Всю первую неделю она провела в постели, без движения и почти не принимая пищи. Ею владели ужас и отчаяние. Что с ней будет, если не наступит естественное улучшение? Если каждое движение придется совершать сознательно и искусственно? Если бестелесность станет ее обычным состоянием?
И все же через некоторое время жизнь стала брать свое, и Кристина понемногу задвигалась. Сначала она ничего не могла делать без помощи зрения, и стоило ей закрыть глаза, как она бессильно валилась на пол. Ей приходилось постоянно контролировать себя визуально, а это требовало непрерывных, тщательных, почти болезненных усилий. Такой сознательный контроль поначалу делал ее движения неуклюжими и неестественными, однако вскоре, к нашей несказанной радости и изумлению, у нее постепенно стал вырабатываться необходимый автоматизм. Изо дня в день движения ее становились все точнее, все гармоничнее и свободнее – оставаясь при этом в полной зависимости от зрения.
С каждой неделей утраченная обратная связь суставно-мышечного чувства заменялась бессознательным контролем, основанным на зрении, визуальном автоматизме и все более беглых и органичных рефлексах. Одновременно происходили и более фундаментальные изменения. Внутренний зрительный образ тела у человека достаточно слаб (полностью отсутствуя у слепых) и в нормальных условиях подчинен кинестетической модели тела. Кристина утратила эту модель, и зрению пришлось взять на себя ведущие функции. Ее визуальный образ тела стал быстро развиваться. То же самое, вероятно, произошло и с вестибулярным «образом», причем интенсивность изменений превосходила наши самые смелые ожидания[40].

_УПРАЖНЕНИЯ_
1. Сколько времени, согласно отрывку о Кристине, она провела в постели без движения?
2. Определите, соответствуют ли отрывку о Кристине следующие утверждения: (a) поначалу Кристина могла двигаться с закрытыми глазами; (b) у слепых внутренний зрительный образ тела полностью отсутствует; (c) со временем движения Кристины перестали зависеть от зрения.
3. Напишите продолжение отрывка о Кристине, начиная сразу после его последнего предложения.
Приведённый ниже материал для работы не требуется.

_МАТЕРИАЛ ДЛЯ АНАЛИЗА_
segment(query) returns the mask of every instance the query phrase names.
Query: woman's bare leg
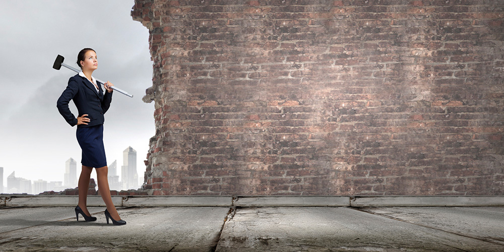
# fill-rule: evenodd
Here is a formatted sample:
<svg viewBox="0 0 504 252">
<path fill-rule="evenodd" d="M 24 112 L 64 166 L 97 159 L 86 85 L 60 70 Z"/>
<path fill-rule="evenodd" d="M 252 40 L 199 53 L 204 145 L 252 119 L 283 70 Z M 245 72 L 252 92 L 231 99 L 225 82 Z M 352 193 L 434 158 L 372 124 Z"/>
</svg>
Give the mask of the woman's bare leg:
<svg viewBox="0 0 504 252">
<path fill-rule="evenodd" d="M 93 171 L 93 167 L 82 166 L 81 175 L 79 177 L 79 184 L 77 187 L 79 189 L 79 204 L 78 205 L 88 216 L 91 216 L 89 211 L 88 211 L 87 202 L 88 190 L 89 188 L 89 180 L 92 171 Z"/>
<path fill-rule="evenodd" d="M 110 196 L 110 189 L 108 186 L 108 167 L 103 166 L 97 168 L 96 176 L 98 179 L 98 191 L 100 191 L 103 202 L 107 205 L 107 210 L 110 214 L 110 217 L 116 221 L 120 220 L 119 213 L 115 209 L 115 207 L 112 202 L 112 197 Z"/>
</svg>

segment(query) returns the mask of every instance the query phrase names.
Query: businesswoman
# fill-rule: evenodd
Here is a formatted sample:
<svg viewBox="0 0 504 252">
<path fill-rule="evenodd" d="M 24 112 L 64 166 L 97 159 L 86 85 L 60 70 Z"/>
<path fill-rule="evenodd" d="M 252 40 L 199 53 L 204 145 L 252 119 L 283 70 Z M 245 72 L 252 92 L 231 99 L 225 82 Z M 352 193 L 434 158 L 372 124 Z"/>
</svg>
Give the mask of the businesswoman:
<svg viewBox="0 0 504 252">
<path fill-rule="evenodd" d="M 98 190 L 107 206 L 105 211 L 107 223 L 112 219 L 114 225 L 124 225 L 117 211 L 112 203 L 108 186 L 107 160 L 103 147 L 103 116 L 112 101 L 113 86 L 110 82 L 105 83 L 104 93 L 101 86 L 91 74 L 98 68 L 96 53 L 91 48 L 84 48 L 77 56 L 77 65 L 82 70 L 71 77 L 68 86 L 58 99 L 57 107 L 59 113 L 71 126 L 77 125 L 77 142 L 82 150 L 82 170 L 79 178 L 79 204 L 75 208 L 75 214 L 79 220 L 81 214 L 86 221 L 94 221 L 86 207 L 88 188 L 93 168 L 96 169 Z M 70 100 L 74 101 L 77 107 L 79 116 L 76 118 L 69 108 Z"/>
</svg>

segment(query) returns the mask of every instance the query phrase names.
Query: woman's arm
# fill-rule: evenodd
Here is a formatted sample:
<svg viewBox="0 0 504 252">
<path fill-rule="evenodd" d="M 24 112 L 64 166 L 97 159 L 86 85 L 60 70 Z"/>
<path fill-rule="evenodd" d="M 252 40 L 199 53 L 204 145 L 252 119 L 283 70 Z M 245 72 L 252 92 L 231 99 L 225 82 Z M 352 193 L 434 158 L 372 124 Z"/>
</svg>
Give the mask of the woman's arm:
<svg viewBox="0 0 504 252">
<path fill-rule="evenodd" d="M 101 107 L 103 110 L 103 113 L 105 113 L 109 108 L 110 107 L 110 103 L 112 102 L 112 94 L 113 89 L 111 87 L 113 86 L 110 82 L 107 81 L 103 86 L 105 87 L 105 94 L 103 94 L 103 100 L 101 102 Z"/>
<path fill-rule="evenodd" d="M 56 104 L 59 113 L 63 116 L 67 122 L 68 122 L 68 124 L 72 127 L 75 126 L 79 121 L 70 111 L 70 109 L 68 107 L 68 103 L 70 102 L 70 100 L 72 100 L 78 92 L 79 86 L 77 85 L 77 82 L 73 78 L 70 78 L 68 81 L 68 86 L 59 96 Z"/>
</svg>

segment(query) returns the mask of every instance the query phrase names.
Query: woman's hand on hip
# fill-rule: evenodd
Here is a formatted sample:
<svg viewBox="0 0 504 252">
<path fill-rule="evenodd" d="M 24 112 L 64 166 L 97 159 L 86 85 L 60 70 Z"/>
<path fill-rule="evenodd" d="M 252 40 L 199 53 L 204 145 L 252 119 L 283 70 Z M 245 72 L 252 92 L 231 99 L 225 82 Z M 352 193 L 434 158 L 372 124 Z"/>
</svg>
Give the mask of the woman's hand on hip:
<svg viewBox="0 0 504 252">
<path fill-rule="evenodd" d="M 113 84 L 110 83 L 110 82 L 107 81 L 107 83 L 103 85 L 103 86 L 105 87 L 105 89 L 107 90 L 107 92 L 112 93 L 112 91 L 114 90 L 112 89 L 112 86 L 113 85 Z"/>
<path fill-rule="evenodd" d="M 91 121 L 91 119 L 89 119 L 89 118 L 86 117 L 88 115 L 88 115 L 88 114 L 84 114 L 77 117 L 77 125 L 80 125 L 80 124 L 87 125 L 88 124 L 87 122 L 89 122 L 90 121 Z"/>
</svg>

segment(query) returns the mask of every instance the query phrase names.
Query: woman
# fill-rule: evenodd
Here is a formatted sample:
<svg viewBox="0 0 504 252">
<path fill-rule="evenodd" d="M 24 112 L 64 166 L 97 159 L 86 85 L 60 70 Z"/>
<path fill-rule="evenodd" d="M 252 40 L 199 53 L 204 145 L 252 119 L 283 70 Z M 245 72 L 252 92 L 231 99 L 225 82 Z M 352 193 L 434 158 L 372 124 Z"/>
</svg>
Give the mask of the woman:
<svg viewBox="0 0 504 252">
<path fill-rule="evenodd" d="M 91 74 L 98 68 L 96 52 L 91 48 L 84 48 L 77 56 L 77 65 L 82 70 L 71 77 L 68 86 L 63 91 L 57 105 L 59 113 L 71 126 L 77 125 L 77 141 L 82 150 L 82 170 L 79 178 L 79 204 L 75 207 L 75 214 L 79 221 L 81 214 L 86 221 L 94 221 L 96 217 L 91 216 L 86 207 L 88 188 L 93 167 L 96 169 L 98 190 L 107 206 L 105 216 L 108 224 L 108 219 L 112 219 L 114 225 L 124 225 L 126 222 L 121 220 L 117 210 L 112 203 L 110 191 L 108 187 L 108 167 L 103 147 L 103 116 L 112 101 L 113 86 L 110 82 L 105 84 L 106 92 L 103 93 L 100 85 Z M 68 104 L 73 100 L 79 112 L 75 116 L 70 111 Z M 81 190 L 82 189 L 82 190 Z"/>
</svg>

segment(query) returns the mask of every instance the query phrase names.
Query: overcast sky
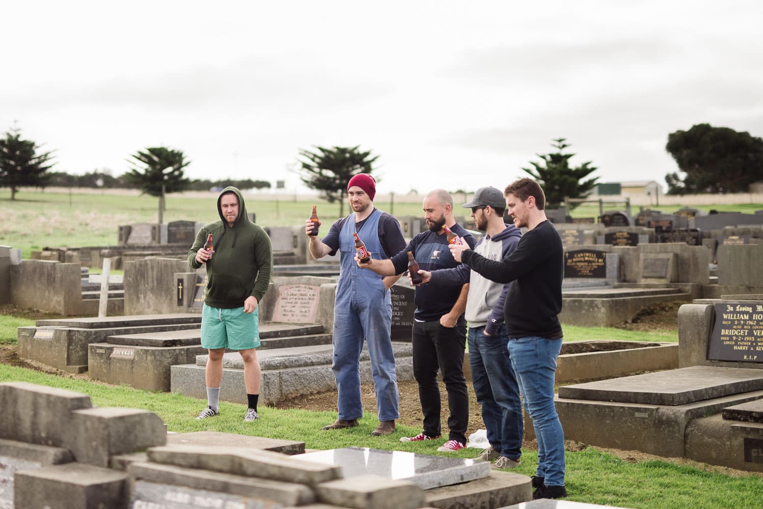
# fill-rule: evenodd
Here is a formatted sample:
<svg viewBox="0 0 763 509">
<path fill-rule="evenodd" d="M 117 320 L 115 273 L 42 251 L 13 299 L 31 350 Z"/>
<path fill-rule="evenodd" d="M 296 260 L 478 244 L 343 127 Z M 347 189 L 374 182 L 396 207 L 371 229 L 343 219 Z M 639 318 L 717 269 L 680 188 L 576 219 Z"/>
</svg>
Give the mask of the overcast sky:
<svg viewBox="0 0 763 509">
<path fill-rule="evenodd" d="M 565 137 L 600 182 L 664 184 L 670 132 L 763 137 L 759 0 L 0 6 L 0 132 L 72 173 L 164 145 L 293 188 L 299 149 L 359 144 L 380 192 L 471 191 Z"/>
</svg>

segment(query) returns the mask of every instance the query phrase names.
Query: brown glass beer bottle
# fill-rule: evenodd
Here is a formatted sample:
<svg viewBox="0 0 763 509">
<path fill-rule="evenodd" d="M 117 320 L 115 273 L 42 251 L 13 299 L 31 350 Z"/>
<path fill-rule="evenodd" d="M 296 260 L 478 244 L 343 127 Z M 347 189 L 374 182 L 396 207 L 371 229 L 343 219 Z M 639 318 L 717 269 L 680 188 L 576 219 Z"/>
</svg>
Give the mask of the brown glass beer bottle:
<svg viewBox="0 0 763 509">
<path fill-rule="evenodd" d="M 445 234 L 448 236 L 449 244 L 457 244 L 457 245 L 461 244 L 461 239 L 459 238 L 458 235 L 451 231 L 450 228 L 449 228 L 445 224 L 443 225 L 443 228 L 445 230 Z"/>
<path fill-rule="evenodd" d="M 318 234 L 318 227 L 320 223 L 318 221 L 318 213 L 316 211 L 315 205 L 313 205 L 313 213 L 310 214 L 310 221 L 313 221 L 313 230 L 310 232 L 311 237 L 315 237 Z"/>
<path fill-rule="evenodd" d="M 211 252 L 212 252 L 214 250 L 214 246 L 212 246 L 212 234 L 209 234 L 208 235 L 207 235 L 207 242 L 204 243 L 204 249 L 206 250 L 207 252 L 208 252 L 208 253 L 211 253 Z M 204 260 L 204 263 L 206 263 L 207 260 Z"/>
<path fill-rule="evenodd" d="M 358 232 L 353 232 L 353 237 L 355 237 L 355 253 L 360 259 L 361 263 L 365 263 L 371 259 L 371 255 L 369 254 L 369 250 L 365 249 L 365 244 L 358 237 Z"/>
<path fill-rule="evenodd" d="M 419 274 L 419 263 L 414 258 L 414 253 L 408 251 L 408 272 L 410 274 L 410 282 L 414 285 L 421 283 L 421 275 Z"/>
</svg>

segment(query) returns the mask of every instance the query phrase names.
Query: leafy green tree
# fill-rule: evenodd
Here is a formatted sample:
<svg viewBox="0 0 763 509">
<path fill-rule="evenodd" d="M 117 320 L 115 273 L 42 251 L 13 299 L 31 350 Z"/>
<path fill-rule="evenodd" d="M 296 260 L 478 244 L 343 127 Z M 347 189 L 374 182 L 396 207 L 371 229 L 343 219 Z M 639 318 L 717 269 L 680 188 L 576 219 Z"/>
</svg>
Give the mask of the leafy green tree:
<svg viewBox="0 0 763 509">
<path fill-rule="evenodd" d="M 11 199 L 22 185 L 44 187 L 46 172 L 55 164 L 52 152 L 38 152 L 40 146 L 21 139 L 21 131 L 14 127 L 0 139 L 0 187 L 11 188 Z"/>
<path fill-rule="evenodd" d="M 373 163 L 378 156 L 371 156 L 370 150 L 356 147 L 315 146 L 315 151 L 301 150 L 297 170 L 300 179 L 311 189 L 320 192 L 320 197 L 329 203 L 340 202 L 340 216 L 344 216 L 344 197 L 347 182 L 358 173 L 372 173 Z M 378 179 L 376 179 L 378 182 Z"/>
<path fill-rule="evenodd" d="M 763 140 L 748 132 L 697 124 L 668 134 L 665 150 L 686 174 L 682 185 L 674 187 L 677 191 L 744 192 L 752 182 L 763 180 Z"/>
<path fill-rule="evenodd" d="M 131 154 L 128 159 L 131 167 L 124 174 L 127 182 L 133 184 L 144 193 L 159 197 L 159 222 L 162 223 L 165 209 L 164 196 L 168 192 L 175 192 L 188 188 L 190 179 L 185 177 L 185 166 L 191 161 L 185 159 L 182 150 L 174 150 L 166 147 L 152 147 Z"/>
<path fill-rule="evenodd" d="M 556 152 L 542 156 L 536 154 L 543 162 L 530 161 L 532 169 L 522 169 L 542 186 L 543 192 L 546 193 L 546 207 L 549 208 L 559 208 L 565 201 L 565 197 L 585 198 L 599 179 L 598 177 L 594 177 L 581 182 L 596 171 L 596 166 L 591 166 L 591 162 L 588 161 L 579 166 L 570 167 L 569 159 L 575 154 L 562 153 L 570 145 L 565 143 L 565 138 L 556 138 L 553 141 L 555 143 L 551 146 L 557 149 Z M 571 210 L 579 205 L 569 204 L 569 208 Z"/>
</svg>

_ОТВЕТЫ К УПРАЖНЕНИЯМ_
1. Всю первую неделю.

2.
(a) Нет: «стоило ей закрыть глаза, как она бессильно валилась на пол».
(b) Да: «полностью отсутствуя у слепых».
(c) Нет: «оставаясь при этом в полной зависимости от зрения».

3.
Помимо развития вестибулярной обратной связи, очевидным было усиленное использование слуха – акустической авторегулировки. В обычных условиях слуховой контроль вторичен и в речевом процессе почти не участвует. Наша речь остается в норме, даже если мы временно глохнем от тяжелой простуды, а некоторые глухие от рождения люди прекрасно говорят. Объясняется это тем, что модуляция речи обычно осуществляется на основании притока проприоцептивных нервных сигналов от голосового аппарата. Кристина не получала этой информации и в результате утратила нормальный тонус и артикуляцию речи. Теперь, чтобы поменять высоту или тембр голоса, ей приходилось пользоваться слухом.
В дополнение к этим стандартным формам обратной связи, у нее стали развиваться новые виды «автопилотажа», связанные с предвосхищением и упреждением. Намеренные и искусственные вначале, они в конце концов привились и стали в значительной мере бессознательными и автоматическими[41]. К примеру, в первый месяц после кризиса Кристина была похожа на тряпичную куклу и не могла даже удержаться на стуле. Однако три месяца спустя меня поразило, как она прекрасно сидит. Она сидела даже как-то преувеличенно красиво – скульптурно, с прямой, как у балерины, спиной. Вскоре я понял, что это была тщательно выработанная поза, нечто вроде актерской манеры держаться, – таким образом Кристина компенсировала отсутствие естественной осанки. Природа изменила ей, вынудив прибегнуть к искусственному приему, но прием этот был позаимствован у природы же и скоро стал «второй натурой».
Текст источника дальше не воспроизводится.